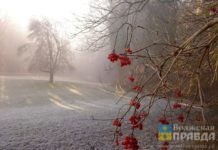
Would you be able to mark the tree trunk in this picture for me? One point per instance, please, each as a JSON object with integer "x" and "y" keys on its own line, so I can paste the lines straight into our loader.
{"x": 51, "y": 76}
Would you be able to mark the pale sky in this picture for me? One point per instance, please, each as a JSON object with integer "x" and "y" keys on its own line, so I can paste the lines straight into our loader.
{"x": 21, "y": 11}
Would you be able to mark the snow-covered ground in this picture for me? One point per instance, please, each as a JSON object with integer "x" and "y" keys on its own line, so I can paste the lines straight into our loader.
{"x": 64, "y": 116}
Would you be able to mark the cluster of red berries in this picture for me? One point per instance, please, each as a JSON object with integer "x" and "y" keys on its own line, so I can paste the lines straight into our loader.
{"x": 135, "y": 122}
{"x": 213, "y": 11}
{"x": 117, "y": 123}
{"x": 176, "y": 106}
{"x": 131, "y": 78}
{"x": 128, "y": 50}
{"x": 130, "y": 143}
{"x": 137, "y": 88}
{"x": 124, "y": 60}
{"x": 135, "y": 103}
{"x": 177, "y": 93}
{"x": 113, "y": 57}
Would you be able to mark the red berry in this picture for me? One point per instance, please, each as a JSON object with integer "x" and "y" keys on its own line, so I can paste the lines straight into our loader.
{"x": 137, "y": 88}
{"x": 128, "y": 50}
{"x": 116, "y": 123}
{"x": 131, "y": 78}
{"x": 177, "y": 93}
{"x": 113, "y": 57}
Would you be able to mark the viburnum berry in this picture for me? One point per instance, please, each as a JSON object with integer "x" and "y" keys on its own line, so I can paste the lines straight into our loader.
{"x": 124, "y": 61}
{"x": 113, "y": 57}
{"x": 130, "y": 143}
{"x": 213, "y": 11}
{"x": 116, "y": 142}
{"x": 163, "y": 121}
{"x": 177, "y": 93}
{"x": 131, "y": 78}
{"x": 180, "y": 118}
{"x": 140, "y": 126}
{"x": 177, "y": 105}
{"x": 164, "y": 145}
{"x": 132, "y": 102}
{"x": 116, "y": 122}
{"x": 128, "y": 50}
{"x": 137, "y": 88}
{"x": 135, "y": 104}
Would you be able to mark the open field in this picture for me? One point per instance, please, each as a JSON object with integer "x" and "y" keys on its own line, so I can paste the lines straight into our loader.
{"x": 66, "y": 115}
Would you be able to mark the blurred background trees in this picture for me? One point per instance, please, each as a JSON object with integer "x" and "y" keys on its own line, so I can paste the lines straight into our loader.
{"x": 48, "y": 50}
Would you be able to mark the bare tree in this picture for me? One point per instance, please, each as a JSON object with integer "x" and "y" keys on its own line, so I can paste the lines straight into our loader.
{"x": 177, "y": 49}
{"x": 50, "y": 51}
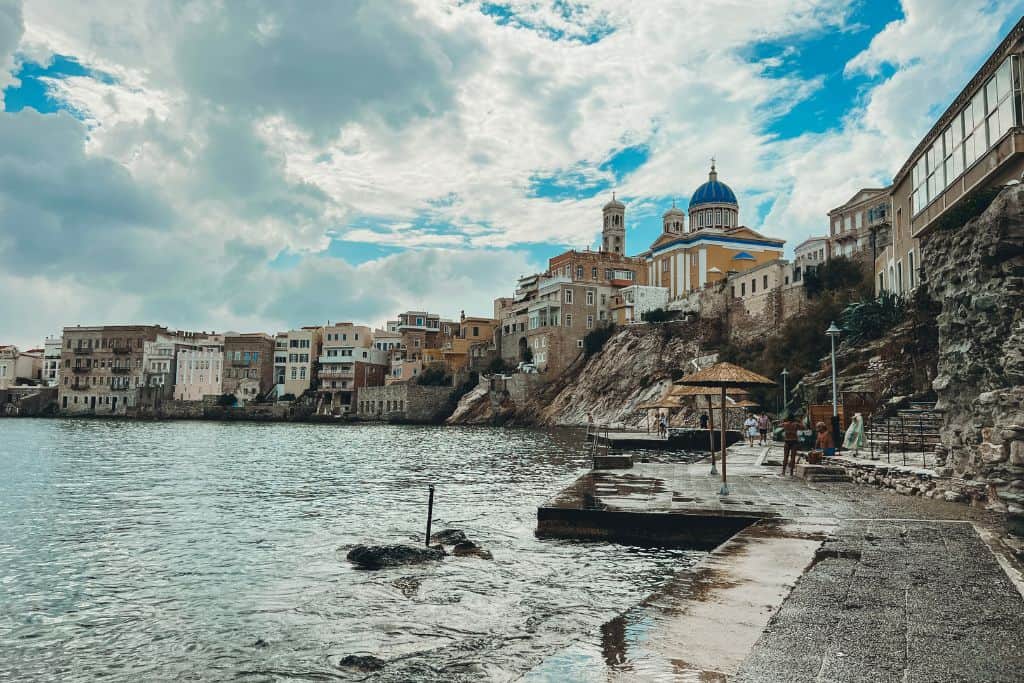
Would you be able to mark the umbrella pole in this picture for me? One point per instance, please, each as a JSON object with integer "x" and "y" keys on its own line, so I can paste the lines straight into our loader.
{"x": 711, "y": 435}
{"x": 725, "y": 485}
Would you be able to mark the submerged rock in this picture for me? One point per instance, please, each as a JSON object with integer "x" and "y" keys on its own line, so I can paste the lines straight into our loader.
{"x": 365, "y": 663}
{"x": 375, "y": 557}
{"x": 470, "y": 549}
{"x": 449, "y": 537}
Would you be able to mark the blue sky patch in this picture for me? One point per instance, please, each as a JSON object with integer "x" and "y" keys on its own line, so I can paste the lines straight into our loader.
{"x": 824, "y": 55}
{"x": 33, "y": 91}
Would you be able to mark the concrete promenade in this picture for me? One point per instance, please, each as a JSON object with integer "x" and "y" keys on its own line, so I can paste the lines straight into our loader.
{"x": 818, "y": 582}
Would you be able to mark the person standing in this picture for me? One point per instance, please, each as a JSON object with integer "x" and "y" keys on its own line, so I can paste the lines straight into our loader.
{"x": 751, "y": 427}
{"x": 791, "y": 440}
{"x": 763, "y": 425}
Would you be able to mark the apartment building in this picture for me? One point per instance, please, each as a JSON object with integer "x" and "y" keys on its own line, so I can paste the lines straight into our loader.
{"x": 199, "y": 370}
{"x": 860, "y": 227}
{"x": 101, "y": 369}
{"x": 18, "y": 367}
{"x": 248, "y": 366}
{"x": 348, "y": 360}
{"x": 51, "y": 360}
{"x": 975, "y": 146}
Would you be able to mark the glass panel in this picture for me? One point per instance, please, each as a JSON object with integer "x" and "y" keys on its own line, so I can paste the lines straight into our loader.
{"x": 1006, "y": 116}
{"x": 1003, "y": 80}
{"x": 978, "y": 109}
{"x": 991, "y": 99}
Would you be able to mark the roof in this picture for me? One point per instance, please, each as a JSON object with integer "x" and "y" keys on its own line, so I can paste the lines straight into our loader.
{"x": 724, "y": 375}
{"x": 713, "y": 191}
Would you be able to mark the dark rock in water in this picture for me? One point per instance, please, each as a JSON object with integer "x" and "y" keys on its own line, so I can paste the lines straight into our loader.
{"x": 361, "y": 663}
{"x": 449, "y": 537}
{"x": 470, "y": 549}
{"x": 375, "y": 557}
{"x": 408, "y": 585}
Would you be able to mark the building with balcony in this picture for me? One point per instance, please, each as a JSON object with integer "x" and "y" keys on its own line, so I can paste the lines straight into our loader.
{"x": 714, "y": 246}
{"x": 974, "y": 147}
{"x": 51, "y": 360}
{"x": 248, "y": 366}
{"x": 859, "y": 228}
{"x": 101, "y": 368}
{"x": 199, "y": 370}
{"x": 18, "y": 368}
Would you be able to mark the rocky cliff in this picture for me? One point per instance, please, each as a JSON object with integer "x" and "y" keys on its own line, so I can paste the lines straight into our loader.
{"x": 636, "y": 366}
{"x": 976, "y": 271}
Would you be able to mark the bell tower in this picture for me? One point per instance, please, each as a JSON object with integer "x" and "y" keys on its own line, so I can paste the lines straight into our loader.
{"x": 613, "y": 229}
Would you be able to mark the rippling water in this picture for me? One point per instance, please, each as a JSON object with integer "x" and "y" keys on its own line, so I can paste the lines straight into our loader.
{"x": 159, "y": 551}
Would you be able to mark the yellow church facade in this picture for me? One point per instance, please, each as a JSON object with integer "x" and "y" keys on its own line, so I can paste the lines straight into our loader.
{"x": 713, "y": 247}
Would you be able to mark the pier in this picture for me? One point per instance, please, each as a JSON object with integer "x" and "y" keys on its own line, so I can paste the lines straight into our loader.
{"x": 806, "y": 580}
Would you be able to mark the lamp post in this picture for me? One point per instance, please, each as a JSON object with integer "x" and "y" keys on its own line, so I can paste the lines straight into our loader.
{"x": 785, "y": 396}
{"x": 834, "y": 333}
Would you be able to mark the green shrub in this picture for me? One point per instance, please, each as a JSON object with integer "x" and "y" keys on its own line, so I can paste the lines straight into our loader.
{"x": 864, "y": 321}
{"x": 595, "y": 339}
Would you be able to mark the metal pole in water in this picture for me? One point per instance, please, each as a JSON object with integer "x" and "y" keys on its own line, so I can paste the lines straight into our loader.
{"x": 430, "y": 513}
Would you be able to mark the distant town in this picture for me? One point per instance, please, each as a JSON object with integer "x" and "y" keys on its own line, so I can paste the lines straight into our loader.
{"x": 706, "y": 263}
--
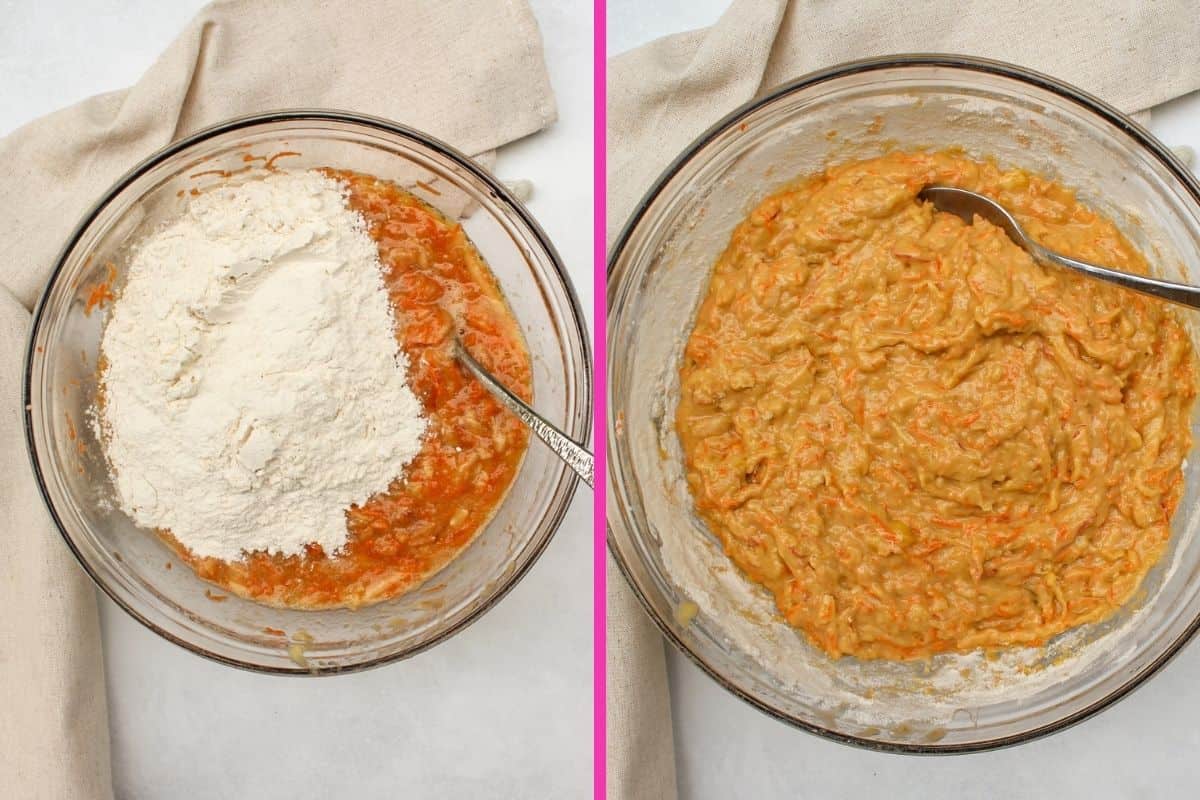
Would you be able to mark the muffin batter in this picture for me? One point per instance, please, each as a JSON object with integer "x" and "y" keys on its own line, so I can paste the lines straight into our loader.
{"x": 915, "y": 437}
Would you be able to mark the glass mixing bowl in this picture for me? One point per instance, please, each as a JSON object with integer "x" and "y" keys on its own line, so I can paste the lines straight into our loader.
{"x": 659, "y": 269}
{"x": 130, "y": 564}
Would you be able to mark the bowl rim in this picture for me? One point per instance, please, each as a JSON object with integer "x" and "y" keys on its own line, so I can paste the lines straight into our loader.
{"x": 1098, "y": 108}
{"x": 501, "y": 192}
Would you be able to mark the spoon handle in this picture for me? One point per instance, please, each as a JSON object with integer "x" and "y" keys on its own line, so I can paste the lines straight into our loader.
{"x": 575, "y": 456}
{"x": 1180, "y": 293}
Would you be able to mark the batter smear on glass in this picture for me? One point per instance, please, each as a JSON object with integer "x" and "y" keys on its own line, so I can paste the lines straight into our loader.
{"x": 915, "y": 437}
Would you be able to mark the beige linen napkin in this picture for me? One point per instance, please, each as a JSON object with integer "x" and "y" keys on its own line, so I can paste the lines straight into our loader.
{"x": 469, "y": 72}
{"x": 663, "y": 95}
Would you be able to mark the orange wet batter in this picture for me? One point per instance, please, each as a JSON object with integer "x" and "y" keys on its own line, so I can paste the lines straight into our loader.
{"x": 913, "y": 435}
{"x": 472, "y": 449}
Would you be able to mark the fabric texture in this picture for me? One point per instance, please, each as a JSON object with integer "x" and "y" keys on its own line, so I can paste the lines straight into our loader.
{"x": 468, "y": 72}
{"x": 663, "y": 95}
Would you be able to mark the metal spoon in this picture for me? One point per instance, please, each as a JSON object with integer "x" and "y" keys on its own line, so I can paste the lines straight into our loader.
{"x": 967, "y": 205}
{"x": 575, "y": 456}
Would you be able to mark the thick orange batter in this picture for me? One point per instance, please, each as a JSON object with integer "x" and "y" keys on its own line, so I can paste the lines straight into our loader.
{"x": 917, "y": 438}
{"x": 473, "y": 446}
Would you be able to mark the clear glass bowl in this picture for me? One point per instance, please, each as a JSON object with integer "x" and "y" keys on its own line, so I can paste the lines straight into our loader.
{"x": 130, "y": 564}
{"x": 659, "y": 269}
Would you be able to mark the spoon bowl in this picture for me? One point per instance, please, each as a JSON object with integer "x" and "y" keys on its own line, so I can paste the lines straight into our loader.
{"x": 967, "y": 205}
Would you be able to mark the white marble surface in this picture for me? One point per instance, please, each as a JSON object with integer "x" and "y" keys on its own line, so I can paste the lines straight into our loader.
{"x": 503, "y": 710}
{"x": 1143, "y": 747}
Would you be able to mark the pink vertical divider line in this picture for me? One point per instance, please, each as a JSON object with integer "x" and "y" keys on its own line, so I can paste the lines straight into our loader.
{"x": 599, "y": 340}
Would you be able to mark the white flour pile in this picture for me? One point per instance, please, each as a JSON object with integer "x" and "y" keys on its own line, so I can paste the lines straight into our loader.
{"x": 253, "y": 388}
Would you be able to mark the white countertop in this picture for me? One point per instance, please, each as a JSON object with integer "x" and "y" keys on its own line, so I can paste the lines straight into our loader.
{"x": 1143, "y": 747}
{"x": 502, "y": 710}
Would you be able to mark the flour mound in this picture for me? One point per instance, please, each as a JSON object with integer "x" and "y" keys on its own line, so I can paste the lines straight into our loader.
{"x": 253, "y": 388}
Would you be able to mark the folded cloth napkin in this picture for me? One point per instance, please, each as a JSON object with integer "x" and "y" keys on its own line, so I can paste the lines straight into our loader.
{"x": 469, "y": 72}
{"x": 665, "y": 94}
* * *
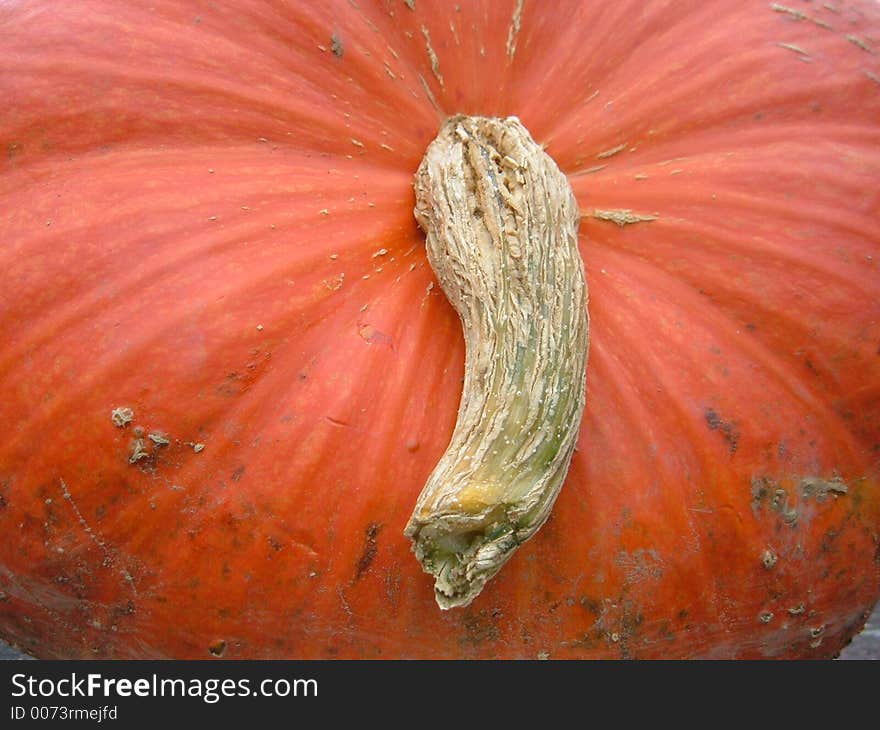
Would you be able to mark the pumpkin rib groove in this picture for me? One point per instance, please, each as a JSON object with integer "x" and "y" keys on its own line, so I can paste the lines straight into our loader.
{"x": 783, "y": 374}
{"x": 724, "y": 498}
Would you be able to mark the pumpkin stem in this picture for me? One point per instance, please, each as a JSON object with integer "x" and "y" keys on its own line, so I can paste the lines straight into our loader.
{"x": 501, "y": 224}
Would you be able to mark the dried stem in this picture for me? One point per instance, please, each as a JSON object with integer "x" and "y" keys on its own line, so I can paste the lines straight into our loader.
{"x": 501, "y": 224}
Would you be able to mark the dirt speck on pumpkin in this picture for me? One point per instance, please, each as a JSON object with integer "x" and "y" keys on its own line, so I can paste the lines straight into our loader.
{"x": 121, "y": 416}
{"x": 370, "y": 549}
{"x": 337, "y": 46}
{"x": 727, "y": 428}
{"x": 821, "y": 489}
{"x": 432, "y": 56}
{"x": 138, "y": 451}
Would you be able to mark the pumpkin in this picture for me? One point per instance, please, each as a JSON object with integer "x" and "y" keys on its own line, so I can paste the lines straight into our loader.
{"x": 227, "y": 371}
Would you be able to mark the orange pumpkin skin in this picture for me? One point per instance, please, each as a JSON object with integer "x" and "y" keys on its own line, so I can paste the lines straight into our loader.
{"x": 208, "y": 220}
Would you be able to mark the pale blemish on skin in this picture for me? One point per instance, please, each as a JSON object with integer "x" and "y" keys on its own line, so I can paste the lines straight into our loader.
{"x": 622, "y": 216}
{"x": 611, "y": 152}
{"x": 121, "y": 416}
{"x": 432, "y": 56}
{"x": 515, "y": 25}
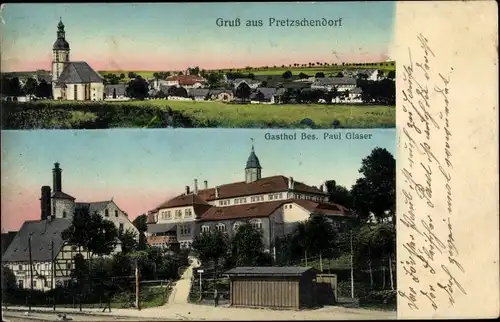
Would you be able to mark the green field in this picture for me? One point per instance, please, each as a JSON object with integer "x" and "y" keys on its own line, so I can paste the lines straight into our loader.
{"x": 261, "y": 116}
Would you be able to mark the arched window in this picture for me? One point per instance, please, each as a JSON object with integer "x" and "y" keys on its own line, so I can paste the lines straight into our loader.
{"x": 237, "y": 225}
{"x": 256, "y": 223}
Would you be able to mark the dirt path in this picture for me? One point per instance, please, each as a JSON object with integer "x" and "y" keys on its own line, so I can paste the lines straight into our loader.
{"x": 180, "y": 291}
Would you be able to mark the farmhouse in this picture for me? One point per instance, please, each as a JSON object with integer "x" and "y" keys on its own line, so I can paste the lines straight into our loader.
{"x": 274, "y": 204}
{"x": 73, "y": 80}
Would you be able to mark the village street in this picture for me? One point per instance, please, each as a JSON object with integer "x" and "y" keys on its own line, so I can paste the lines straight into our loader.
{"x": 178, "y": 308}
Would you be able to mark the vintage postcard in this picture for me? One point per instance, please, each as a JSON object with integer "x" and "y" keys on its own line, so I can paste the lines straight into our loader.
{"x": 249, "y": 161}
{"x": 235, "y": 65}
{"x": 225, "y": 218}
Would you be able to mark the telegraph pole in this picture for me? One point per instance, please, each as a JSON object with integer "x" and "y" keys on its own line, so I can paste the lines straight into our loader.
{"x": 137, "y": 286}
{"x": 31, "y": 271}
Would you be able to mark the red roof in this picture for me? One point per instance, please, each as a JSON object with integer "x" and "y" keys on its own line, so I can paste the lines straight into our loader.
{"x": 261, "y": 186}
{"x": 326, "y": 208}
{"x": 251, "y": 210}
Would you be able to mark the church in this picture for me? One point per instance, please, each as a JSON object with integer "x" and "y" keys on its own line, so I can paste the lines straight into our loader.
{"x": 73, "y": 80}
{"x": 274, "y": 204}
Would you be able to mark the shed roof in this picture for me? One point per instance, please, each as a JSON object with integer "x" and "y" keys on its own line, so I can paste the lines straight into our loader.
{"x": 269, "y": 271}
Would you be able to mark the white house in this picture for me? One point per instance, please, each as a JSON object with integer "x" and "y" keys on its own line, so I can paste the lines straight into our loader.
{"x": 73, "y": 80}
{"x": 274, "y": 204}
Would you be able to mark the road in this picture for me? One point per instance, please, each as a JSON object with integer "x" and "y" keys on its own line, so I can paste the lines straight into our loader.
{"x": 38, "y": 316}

Set exercise
Show every line from the records above that contains the word "napkin", copying each line in full.

Result of the task
Would you be able to mark the beige linen napkin in this picture for me? One point per instance, please, each as a JSON object with integer "x" and "y" keys on its own line, so I can paste the lines straight into our loader.
Would you be able to mark the folded cloth napkin in this picture for me? One point per instance, please, each as a JSON object with integer "x" and "y" keys on its own line, so I can paste the lines straight into our loader.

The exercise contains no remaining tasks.